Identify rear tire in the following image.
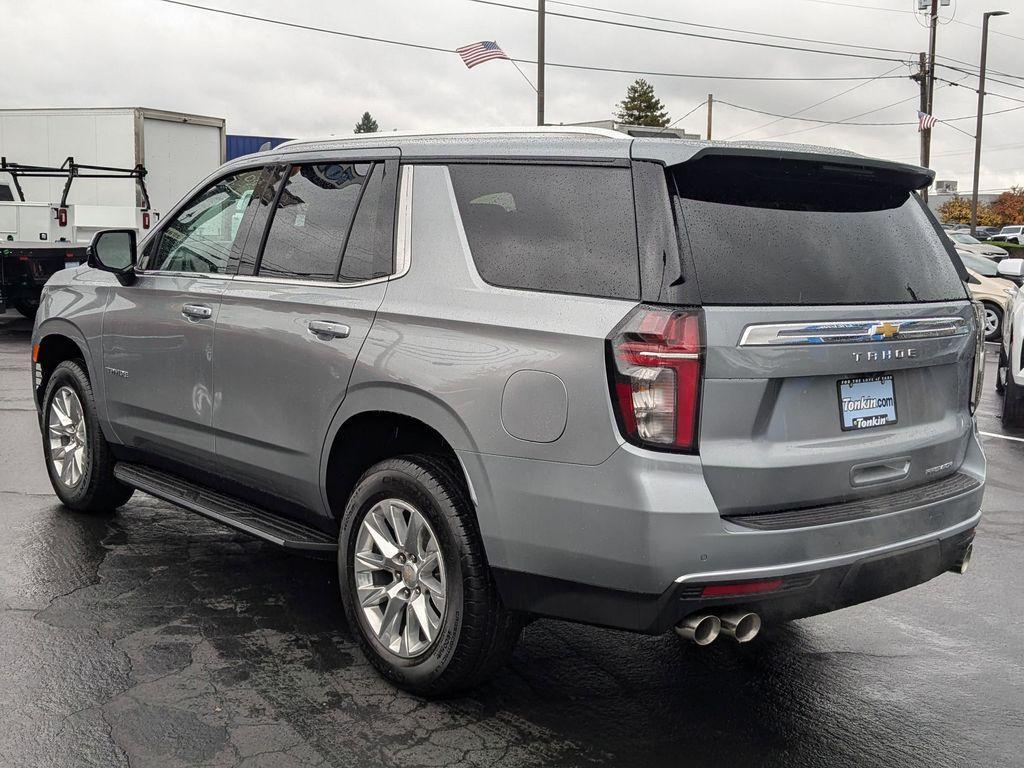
[338,455,521,696]
[996,354,1024,427]
[41,360,134,512]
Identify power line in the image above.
[715,99,1024,128]
[658,99,708,133]
[726,65,902,141]
[549,0,916,55]
[466,0,906,63]
[149,0,903,82]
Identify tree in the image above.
[939,195,1002,226]
[992,186,1024,225]
[615,78,669,128]
[355,112,380,133]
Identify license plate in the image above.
[839,374,896,431]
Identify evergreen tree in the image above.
[355,112,380,133]
[615,78,669,128]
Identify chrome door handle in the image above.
[181,304,213,319]
[309,321,351,339]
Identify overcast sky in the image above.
[6,0,1024,190]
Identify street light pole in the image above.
[537,0,544,125]
[971,10,1009,237]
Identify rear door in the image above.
[671,157,975,514]
[214,150,399,509]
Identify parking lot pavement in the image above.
[0,313,1024,768]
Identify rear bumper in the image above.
[460,433,985,633]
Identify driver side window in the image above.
[146,168,262,273]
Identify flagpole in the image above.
[509,58,537,93]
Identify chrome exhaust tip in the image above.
[949,542,974,575]
[719,610,761,643]
[673,613,722,645]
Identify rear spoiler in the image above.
[631,139,935,191]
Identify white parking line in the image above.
[978,430,1024,442]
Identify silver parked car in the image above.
[33,128,985,694]
[947,232,1010,261]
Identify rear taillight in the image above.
[971,301,985,414]
[608,305,703,452]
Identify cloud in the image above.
[0,0,1024,189]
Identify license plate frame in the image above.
[836,373,899,432]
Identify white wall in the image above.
[0,109,222,214]
[143,118,221,214]
[0,110,135,205]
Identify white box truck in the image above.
[0,108,225,316]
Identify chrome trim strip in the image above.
[675,512,984,584]
[232,274,392,290]
[739,315,971,347]
[135,269,234,280]
[393,165,416,279]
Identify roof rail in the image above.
[270,125,632,152]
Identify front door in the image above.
[102,168,261,464]
[214,151,398,518]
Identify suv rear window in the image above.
[449,164,640,299]
[671,156,966,305]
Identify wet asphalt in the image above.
[0,313,1024,768]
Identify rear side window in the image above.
[258,163,371,281]
[449,164,639,299]
[671,156,966,305]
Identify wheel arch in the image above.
[32,319,98,408]
[321,384,477,519]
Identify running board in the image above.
[114,462,338,552]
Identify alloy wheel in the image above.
[47,386,88,488]
[352,499,447,658]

● **AIM OF THE EXERCISE**
Convert every line of the entries above into a Markdown table with the columns "No." and "Entry," one numbered row per line. Skip blank lines and leave out the pictures.

● **PROBLEM SOLUTION**
| No. | Entry |
|---|---|
| 1 | Identify rear tire in the following image. |
| 2 | [338,455,521,696] |
| 3 | [996,354,1024,427] |
| 4 | [41,360,134,512] |
| 5 | Identify power line in the image above. |
| 6 | [715,99,1024,128] |
| 7 | [658,99,708,133] |
| 8 | [726,65,902,141] |
| 9 | [549,0,916,55] |
| 10 | [466,0,906,63] |
| 11 | [149,0,903,82] |
| 12 | Identify tree in the image above. |
| 13 | [939,195,1002,226] |
| 14 | [992,186,1024,225] |
| 15 | [615,78,669,128] |
| 16 | [355,112,380,133] |
| 17 | Identify license plate in the image above. |
| 18 | [839,374,896,431] |
| 19 | Identify evergreen tree in the image above. |
| 20 | [355,112,380,133] |
| 21 | [615,78,669,128] |
| 22 | Identify chrome door handle in the image above. |
| 23 | [181,304,213,319] |
| 24 | [309,321,351,339] |
| 25 | Identify overcast sky in the image above. |
| 26 | [6,0,1024,190] |
| 27 | Identify street light pole in the image above. |
| 28 | [537,0,544,125] |
| 29 | [971,10,1009,237] |
| 30 | Identify rear door in the image above. |
| 31 | [671,157,975,514] |
| 32 | [214,150,399,509] |
| 33 | Identify parking lot pavement in the image above. |
| 34 | [0,313,1024,768] |
| 35 | Identify rear bumper in the image above. |
| 36 | [460,433,985,633] |
| 37 | Identify driver side window in the image above. |
| 38 | [146,168,262,273] |
| 39 | Identify flagpole in the image above. |
| 40 | [509,58,537,93] |
| 41 | Identify chrome exhaust tip in the image above. |
| 42 | [949,542,974,575] |
| 43 | [719,610,761,643] |
| 44 | [673,613,722,645] |
| 45 | Identify rear spoiler in the image above. |
| 46 | [631,139,935,191] |
| 47 | Identify white parking line in the image above. |
| 48 | [978,430,1024,442] |
| 49 | Identify silver parked car in the image above. |
| 50 | [33,128,985,694] |
| 51 | [947,232,1010,261] |
| 52 | Identify rear taillight in the image above. |
| 53 | [971,301,985,414] |
| 54 | [608,305,703,452] |
| 55 | Identify cloud in the image above. |
| 56 | [0,0,1024,189] |
| 57 | Identify license plate frame in the image above. |
| 58 | [836,373,899,432] |
| 59 | Identify white wall in the image above. |
| 60 | [0,109,222,214] |
| 61 | [143,118,221,214] |
| 62 | [0,110,135,205] |
| 63 | Identify white box truck in the image above. |
| 64 | [0,108,225,316] |
| 65 | Identify chrome trim strip in the image above. |
| 66 | [675,512,984,584] |
| 67 | [232,274,392,290] |
| 68 | [739,315,971,347] |
| 69 | [135,269,234,280] |
| 70 | [393,165,416,279] |
| 71 | Identify roof rail in the image above. |
| 72 | [270,125,632,152] |
| 73 | Identify front door in the image above. |
| 74 | [102,168,261,464] |
| 75 | [214,151,398,518] |
| 76 | Identify suv rear window in the image above. |
| 77 | [449,164,640,299] |
| 78 | [671,156,966,305] |
| 79 | Identify wet asphalt in the image above. |
| 80 | [0,313,1024,768] |
| 81 | Identify rear side window in the image above. |
| 82 | [258,163,371,281] |
| 83 | [449,164,639,299] |
| 84 | [671,156,966,305] |
| 85 | Identify wheel arch in the image above. |
| 86 | [32,319,98,408] |
| 87 | [321,384,477,519] |
| 88 | Identify running board in the image above. |
| 89 | [114,462,338,552] |
| 90 | Identify alloy wheel in the image above. |
| 91 | [47,386,88,488] |
| 92 | [352,499,447,658] |